A series of records
= = = =

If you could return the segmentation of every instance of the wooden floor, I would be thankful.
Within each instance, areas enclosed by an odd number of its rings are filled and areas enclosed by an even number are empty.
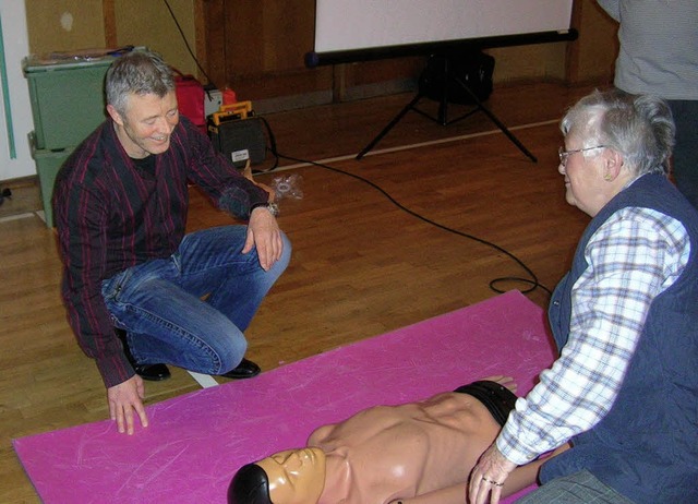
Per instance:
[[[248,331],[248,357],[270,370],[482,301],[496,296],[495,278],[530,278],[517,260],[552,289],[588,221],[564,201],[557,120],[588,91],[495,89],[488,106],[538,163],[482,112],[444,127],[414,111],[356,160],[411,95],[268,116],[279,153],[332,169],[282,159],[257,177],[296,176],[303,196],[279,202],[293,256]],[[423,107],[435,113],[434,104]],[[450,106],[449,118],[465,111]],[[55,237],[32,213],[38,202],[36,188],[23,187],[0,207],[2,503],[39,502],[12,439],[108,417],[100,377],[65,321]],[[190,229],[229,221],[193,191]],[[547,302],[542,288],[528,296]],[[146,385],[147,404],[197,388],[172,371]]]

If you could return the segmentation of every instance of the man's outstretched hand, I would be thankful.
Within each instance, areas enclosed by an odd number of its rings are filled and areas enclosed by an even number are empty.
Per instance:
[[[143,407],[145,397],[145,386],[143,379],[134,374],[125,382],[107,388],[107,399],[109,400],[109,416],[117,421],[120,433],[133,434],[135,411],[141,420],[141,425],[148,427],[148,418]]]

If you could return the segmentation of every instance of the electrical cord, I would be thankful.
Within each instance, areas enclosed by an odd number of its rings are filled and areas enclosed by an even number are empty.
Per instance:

= = = =

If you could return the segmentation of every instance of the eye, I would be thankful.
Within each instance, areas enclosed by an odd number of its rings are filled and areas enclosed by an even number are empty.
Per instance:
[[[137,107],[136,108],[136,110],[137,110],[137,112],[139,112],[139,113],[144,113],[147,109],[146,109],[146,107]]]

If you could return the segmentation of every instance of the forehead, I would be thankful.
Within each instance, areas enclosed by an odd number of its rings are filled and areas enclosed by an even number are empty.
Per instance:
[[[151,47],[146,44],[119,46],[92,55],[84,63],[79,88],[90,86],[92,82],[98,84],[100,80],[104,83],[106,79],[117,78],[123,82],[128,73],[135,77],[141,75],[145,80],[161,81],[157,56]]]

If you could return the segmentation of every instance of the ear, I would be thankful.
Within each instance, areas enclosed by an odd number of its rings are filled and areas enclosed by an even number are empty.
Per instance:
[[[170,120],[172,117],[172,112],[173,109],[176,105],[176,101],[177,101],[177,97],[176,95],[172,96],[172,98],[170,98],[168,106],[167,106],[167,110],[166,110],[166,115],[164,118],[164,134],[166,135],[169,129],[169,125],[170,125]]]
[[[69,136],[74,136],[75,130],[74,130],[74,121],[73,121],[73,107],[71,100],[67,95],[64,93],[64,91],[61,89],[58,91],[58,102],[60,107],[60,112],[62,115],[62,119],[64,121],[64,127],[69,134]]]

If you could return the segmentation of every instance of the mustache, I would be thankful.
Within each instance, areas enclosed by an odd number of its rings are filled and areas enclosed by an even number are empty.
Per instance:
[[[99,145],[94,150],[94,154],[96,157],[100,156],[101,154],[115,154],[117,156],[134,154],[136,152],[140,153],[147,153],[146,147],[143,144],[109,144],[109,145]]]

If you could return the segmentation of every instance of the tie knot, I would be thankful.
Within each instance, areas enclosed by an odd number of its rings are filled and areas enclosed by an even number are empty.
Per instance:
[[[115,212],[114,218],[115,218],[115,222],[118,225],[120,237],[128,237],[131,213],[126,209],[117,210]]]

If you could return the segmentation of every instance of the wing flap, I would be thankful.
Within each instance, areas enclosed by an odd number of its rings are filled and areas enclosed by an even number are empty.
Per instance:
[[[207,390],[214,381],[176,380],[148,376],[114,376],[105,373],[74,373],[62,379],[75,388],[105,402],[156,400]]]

= = = =

• **EXERCISE DIRECTIONS**: Report each line of the rows above that contains the word "would", copying every such line in full.

• **TASK OUTPUT**:
If you could return the segmentation of every instance of the wooden floor, I would be thankful.
If you could return the segmentation of every instance of the man's outstretched hand, I would be thankful.
If you could return the segmentation of every instance of the electrical cord, I would be thankful.
If you could return the segmentation of every instance of the eye, I would be thankful.
If you could return the segmentation of every instance of the forehead, I would be thankful.
If you could return the segmentation of every instance of the ear, I would be thankful.
If you could return the segmentation of every instance of the mustache, I would be thankful.
If you could return the segmentation of every instance of the tie knot, I would be thankful.
If you could return the segmentation of every instance of the wing flap, I would be thankful.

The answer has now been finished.